* [REQUIRED WORK] Pick out every line in the data below that contains the string "distant", treating uppercase and lowercase as different.

^^^^^^^^^^^^^^^^

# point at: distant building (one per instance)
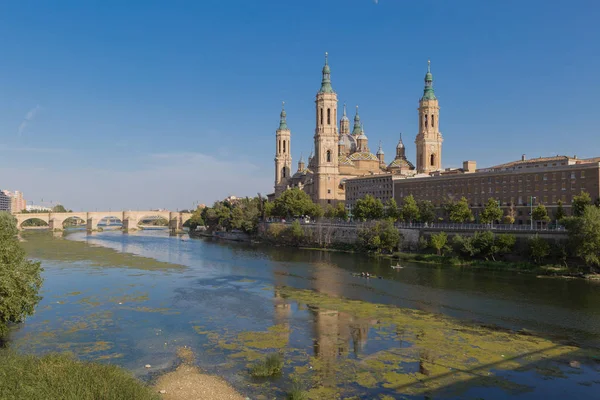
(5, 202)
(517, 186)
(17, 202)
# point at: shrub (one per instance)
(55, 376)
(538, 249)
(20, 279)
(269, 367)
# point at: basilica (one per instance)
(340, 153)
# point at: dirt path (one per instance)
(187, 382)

^^^^^^^^^^^^^^^^

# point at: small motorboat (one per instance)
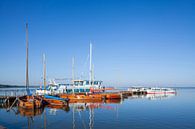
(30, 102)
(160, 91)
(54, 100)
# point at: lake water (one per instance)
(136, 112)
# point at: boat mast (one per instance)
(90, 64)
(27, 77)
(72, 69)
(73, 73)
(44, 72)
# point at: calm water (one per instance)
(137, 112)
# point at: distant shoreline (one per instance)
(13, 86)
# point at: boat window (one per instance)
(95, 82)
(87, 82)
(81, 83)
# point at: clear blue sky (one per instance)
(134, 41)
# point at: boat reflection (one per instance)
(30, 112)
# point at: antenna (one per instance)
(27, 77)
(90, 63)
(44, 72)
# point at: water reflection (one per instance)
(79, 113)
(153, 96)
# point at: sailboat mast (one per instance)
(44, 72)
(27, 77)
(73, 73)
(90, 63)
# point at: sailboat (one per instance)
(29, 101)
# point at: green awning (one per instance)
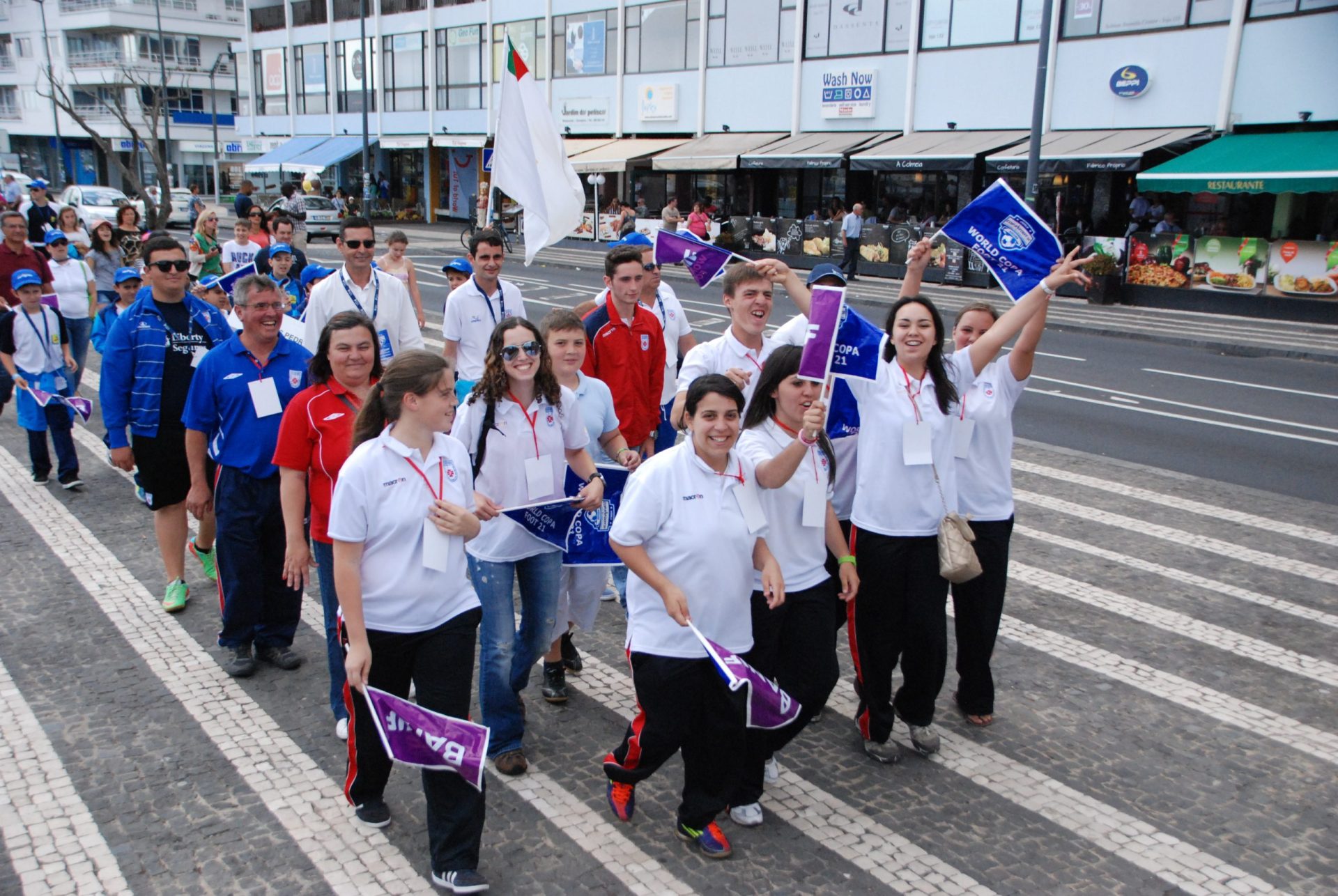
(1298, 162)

^^^^^^^^^^^^^^^^

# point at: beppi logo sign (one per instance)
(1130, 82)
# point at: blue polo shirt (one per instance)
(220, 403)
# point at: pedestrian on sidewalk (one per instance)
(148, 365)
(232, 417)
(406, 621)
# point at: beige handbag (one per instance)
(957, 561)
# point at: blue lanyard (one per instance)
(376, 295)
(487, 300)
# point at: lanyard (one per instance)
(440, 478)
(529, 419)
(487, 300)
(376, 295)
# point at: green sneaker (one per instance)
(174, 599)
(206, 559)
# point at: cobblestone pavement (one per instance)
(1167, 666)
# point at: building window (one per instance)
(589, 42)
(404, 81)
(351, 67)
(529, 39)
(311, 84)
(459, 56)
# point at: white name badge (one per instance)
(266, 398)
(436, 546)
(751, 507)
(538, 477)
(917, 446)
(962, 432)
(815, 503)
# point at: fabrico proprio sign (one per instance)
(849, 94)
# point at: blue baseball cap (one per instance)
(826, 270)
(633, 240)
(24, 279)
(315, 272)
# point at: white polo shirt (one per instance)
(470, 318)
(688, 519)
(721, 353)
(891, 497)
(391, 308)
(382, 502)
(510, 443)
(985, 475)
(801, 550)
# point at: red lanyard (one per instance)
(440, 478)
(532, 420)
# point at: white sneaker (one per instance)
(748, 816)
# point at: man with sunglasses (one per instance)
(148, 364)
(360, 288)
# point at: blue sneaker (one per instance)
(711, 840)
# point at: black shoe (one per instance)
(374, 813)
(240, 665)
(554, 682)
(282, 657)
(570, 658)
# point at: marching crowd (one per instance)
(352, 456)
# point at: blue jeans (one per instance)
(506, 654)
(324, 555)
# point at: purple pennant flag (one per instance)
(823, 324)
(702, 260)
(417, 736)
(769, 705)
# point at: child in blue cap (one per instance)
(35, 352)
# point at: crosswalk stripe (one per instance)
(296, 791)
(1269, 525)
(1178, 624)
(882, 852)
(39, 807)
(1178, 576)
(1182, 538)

^^^^^^^^^^^^^^^^

* [CORRECT OUTPUT]
# point at: distant building (one per instance)
# point at: distant shoreline (one per instance)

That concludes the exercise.